### TASK PROMPT
Please change "green tree" to "leafy tree" in the stretch from the start of the records through the line containing "M 122 44 L 120". Return only those lines, with everything else left unaltered.

** BEGIN ITEMS **

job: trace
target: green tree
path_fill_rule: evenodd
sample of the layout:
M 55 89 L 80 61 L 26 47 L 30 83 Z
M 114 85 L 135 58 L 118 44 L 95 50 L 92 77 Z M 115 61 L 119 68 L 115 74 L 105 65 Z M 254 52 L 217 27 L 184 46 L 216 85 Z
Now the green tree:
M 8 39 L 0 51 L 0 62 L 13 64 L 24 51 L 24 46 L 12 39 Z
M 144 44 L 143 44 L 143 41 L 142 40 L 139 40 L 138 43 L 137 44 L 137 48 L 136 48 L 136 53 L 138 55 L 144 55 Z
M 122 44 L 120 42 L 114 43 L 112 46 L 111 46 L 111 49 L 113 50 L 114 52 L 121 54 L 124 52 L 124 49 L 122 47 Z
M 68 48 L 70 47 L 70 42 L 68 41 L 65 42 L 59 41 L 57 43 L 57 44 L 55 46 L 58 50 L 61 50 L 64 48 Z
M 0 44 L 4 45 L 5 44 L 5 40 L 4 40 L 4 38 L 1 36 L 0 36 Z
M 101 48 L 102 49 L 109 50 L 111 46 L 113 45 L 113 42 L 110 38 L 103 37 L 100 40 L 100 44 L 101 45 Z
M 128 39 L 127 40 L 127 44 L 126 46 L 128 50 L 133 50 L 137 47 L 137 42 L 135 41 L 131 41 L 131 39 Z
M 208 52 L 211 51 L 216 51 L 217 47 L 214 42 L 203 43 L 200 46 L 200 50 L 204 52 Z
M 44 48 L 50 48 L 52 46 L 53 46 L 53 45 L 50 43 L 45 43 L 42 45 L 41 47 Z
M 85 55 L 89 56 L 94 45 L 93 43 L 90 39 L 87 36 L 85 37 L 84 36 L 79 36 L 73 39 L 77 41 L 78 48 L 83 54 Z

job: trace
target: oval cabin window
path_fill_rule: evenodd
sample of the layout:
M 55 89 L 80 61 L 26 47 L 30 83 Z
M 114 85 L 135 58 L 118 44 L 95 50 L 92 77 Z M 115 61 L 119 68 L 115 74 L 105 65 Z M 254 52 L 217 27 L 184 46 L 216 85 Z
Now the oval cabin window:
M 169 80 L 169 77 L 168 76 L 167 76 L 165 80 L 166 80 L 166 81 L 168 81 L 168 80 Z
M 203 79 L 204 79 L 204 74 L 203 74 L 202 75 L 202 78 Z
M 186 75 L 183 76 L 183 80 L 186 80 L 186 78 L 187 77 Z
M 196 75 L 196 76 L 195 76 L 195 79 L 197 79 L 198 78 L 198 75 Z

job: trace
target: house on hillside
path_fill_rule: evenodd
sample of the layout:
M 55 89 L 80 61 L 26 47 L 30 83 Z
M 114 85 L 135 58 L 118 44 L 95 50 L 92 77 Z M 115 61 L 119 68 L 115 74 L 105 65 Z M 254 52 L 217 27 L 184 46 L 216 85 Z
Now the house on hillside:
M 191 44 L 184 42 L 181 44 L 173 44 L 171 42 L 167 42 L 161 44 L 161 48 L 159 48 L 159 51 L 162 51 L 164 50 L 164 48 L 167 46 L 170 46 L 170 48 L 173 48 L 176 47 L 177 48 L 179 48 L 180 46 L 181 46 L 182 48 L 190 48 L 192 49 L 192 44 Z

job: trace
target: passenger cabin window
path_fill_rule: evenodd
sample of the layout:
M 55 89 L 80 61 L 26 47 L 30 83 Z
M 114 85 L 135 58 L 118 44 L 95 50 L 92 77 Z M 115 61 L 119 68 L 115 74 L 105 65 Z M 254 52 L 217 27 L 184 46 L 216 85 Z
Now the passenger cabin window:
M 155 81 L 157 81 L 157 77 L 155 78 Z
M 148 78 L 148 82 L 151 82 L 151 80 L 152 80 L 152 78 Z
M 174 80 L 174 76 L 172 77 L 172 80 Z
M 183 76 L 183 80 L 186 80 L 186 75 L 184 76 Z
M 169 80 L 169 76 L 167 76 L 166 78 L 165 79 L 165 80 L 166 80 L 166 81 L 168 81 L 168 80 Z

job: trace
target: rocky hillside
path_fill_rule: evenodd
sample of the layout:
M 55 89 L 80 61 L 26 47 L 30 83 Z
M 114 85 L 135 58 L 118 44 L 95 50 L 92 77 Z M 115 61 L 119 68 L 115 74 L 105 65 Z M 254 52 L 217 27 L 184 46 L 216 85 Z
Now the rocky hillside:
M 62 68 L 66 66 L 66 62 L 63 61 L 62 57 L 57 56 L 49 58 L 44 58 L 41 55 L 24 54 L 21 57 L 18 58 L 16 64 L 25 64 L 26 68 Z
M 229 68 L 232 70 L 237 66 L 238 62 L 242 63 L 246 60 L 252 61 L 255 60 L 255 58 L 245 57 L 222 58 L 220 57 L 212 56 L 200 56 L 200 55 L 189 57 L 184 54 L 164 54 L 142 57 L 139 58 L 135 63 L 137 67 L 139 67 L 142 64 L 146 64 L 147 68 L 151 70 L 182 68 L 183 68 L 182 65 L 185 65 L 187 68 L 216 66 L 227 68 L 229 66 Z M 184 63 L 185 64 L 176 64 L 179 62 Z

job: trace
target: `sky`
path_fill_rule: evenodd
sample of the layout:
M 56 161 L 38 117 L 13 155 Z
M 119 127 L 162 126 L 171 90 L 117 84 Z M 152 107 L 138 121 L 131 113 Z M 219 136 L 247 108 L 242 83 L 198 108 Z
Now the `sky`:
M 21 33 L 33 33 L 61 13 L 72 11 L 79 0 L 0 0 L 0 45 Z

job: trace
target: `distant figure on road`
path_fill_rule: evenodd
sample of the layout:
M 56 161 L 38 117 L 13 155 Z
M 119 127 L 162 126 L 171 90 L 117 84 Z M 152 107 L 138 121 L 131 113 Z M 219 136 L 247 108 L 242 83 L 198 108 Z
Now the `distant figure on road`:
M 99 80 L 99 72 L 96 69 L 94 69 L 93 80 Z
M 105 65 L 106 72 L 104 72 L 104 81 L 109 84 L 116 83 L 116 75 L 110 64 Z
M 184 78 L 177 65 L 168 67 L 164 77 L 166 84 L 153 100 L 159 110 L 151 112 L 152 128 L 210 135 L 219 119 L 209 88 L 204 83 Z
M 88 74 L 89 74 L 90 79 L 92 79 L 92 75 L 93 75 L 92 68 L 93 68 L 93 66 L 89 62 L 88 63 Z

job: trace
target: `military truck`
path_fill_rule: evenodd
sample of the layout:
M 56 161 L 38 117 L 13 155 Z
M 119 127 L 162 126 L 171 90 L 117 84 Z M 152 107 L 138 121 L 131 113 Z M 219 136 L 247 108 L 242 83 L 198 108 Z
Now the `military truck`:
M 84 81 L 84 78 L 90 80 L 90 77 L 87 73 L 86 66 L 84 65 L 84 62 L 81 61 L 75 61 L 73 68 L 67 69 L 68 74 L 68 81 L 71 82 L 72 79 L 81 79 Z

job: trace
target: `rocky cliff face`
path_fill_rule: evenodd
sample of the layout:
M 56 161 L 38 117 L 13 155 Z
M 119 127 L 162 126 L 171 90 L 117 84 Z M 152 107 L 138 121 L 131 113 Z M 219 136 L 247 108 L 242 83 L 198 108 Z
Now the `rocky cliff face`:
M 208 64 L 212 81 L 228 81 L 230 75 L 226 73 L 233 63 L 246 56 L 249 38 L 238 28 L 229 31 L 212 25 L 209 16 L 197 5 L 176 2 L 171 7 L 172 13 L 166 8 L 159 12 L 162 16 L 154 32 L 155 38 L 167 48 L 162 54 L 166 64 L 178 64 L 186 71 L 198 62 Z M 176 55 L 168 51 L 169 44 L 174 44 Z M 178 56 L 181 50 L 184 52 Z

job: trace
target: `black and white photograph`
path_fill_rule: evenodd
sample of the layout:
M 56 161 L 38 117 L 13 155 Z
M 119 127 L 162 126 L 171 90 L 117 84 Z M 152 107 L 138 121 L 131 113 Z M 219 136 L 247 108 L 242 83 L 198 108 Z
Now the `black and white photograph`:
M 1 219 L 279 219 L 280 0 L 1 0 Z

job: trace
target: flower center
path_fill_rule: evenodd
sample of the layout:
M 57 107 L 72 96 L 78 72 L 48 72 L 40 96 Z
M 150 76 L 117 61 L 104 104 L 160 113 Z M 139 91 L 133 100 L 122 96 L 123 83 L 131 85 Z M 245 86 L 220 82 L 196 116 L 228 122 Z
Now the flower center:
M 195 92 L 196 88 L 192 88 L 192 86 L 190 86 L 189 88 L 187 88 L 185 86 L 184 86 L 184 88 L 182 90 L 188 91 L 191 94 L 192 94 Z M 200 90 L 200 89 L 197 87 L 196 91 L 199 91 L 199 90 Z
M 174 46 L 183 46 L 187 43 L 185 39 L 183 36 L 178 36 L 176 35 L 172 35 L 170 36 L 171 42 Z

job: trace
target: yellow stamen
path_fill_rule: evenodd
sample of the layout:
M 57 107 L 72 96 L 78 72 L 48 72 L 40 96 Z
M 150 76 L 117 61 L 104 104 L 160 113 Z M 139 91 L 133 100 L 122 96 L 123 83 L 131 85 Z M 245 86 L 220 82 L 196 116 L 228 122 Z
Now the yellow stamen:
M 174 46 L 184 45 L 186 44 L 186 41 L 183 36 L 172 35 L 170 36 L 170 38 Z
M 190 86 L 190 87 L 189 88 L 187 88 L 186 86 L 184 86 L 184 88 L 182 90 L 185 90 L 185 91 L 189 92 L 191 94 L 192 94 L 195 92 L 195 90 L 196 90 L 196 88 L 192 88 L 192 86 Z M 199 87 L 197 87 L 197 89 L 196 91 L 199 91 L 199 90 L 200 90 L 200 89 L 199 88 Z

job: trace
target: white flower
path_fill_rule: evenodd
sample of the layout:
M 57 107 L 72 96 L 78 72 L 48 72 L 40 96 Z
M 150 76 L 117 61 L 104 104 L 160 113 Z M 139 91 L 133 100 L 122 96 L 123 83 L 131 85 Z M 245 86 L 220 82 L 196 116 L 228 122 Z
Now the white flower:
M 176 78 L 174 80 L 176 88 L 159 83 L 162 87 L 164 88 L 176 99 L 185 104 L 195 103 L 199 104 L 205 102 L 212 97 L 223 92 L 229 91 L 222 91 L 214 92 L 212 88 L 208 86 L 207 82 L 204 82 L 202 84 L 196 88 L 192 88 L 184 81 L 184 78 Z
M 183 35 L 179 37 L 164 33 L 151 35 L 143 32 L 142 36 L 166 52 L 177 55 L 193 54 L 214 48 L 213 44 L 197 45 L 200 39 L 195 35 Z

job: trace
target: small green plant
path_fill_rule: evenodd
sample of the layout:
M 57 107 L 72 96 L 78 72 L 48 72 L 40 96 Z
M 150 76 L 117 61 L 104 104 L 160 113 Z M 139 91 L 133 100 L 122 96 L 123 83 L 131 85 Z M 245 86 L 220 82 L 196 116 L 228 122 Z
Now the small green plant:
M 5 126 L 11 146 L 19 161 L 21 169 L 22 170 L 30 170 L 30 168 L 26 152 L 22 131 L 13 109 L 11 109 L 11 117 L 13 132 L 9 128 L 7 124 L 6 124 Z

** END ITEMS **

### RESULT
job: trace
target: leafy tree
path_fill_rule: evenodd
sample of the layout:
M 55 89 L 80 61 L 26 47 L 30 83 Z
M 114 85 L 135 58 L 118 44 L 95 50 L 92 77 Z M 115 61 L 119 68 L 115 74 L 105 65 Z M 254 52 L 217 27 L 184 46 L 216 85 Z
Now the leafy tree:
M 8 39 L 0 51 L 0 62 L 13 64 L 24 51 L 24 46 L 12 39 Z
M 144 44 L 143 44 L 143 41 L 142 40 L 139 40 L 138 43 L 137 44 L 137 48 L 136 48 L 136 53 L 138 55 L 144 55 Z
M 122 44 L 120 42 L 114 43 L 112 46 L 111 46 L 111 49 L 113 50 L 114 52 L 121 54 L 124 52 L 124 49 L 122 47 Z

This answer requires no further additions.